Goal of the exercise:
Please list the rows from the line with "Question: Mark the man's" to the line with "[169,146,213,201]" as a numbered list, both included, with blank lines dropped and the pictures left out.
################
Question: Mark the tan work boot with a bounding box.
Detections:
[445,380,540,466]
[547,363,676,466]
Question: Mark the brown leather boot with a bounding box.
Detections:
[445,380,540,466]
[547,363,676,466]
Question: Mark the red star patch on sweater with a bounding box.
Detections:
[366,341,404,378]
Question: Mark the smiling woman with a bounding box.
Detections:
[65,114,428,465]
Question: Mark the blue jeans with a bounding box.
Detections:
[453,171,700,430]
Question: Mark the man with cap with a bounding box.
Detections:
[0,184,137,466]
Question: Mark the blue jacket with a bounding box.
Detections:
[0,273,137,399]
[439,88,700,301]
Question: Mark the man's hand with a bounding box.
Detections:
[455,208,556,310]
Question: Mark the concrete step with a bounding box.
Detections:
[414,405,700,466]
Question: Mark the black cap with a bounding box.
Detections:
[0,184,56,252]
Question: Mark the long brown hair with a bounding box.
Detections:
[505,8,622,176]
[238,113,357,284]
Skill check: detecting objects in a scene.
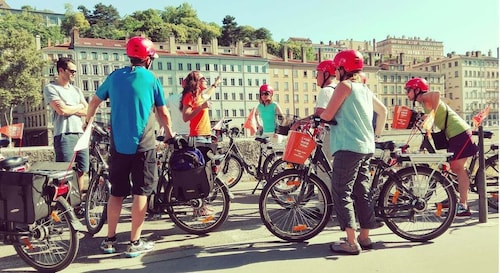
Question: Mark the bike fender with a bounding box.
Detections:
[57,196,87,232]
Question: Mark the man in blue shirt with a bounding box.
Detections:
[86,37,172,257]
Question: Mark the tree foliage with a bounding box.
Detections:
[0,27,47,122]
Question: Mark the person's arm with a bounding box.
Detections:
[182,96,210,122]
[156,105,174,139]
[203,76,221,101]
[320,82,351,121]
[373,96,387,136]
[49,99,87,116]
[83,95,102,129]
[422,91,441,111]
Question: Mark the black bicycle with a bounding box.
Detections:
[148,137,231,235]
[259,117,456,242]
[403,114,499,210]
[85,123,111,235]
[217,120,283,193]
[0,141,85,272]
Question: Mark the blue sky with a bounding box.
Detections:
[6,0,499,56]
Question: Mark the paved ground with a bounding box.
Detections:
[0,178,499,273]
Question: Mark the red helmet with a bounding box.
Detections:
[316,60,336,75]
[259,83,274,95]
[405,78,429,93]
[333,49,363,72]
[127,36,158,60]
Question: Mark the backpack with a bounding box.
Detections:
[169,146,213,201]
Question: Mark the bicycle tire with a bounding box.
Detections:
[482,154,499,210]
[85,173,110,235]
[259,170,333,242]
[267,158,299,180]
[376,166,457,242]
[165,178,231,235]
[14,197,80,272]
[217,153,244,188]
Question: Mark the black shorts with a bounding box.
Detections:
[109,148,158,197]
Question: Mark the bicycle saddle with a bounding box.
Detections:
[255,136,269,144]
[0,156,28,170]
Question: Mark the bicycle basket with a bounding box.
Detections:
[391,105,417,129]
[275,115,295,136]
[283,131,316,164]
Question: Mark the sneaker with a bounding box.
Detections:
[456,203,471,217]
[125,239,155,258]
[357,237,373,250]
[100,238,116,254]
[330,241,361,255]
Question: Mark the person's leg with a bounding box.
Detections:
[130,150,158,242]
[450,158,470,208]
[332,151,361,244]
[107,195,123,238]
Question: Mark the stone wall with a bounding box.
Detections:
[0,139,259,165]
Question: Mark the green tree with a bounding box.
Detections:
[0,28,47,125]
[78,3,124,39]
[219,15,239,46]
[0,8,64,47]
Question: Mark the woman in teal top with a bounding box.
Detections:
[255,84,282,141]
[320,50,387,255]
################
Written answer:
1. Question: Mark the man's hand with a bounding box.
2. Detections:
3. [455,208,556,310]
4. Question: Mark the concrete step with a bounding box.
5. Detections:
6. [414,405,700,466]
7. Question: Mark the black cap with a bounding box.
8. Detections:
9. [0,184,56,252]
10. Question: Mark the long brown hair with a bounding box.
11. Detections:
12. [505,8,622,176]
13. [238,113,357,284]
14. Skill check: detecting objects in a scene.
15. Question: Mark the bike fender with a bounding box.
16. Detections:
17. [57,196,87,232]
18. Question: Mark the man in blue shirt with a bounding box.
19. Detections:
20. [86,37,172,257]
21. Question: Mark the tree foliage with a bounding box.
22. Detections:
23. [0,27,47,122]
24. Question: Mark the person's arm with a bounding box.
25. Detections:
26. [182,96,210,122]
27. [156,105,174,139]
28. [203,76,221,101]
29. [320,82,351,121]
30. [373,96,387,136]
31. [49,99,87,116]
32. [83,95,102,129]
33. [422,91,441,111]
34. Question: Mark the black bicycle with a bounding box.
35. Detections:
36. [148,137,231,235]
37. [259,117,456,242]
38. [403,114,499,210]
39. [85,123,111,235]
40. [217,120,283,193]
41. [0,141,85,272]
42. Question: Mark the blue sky with a bounding box.
43. Detections:
44. [6,0,499,56]
45. Question: Mark the paved ground with a bounding box.
46. Detections:
47. [0,178,499,273]
48. Question: Mark the red helmet with a bounding box.
49. Detections:
50. [316,60,336,75]
51. [259,83,274,95]
52. [405,78,429,93]
53. [333,49,363,72]
54. [127,36,158,60]
55. Question: Mark the backpack with a bounding box.
56. Detections:
57. [169,146,213,201]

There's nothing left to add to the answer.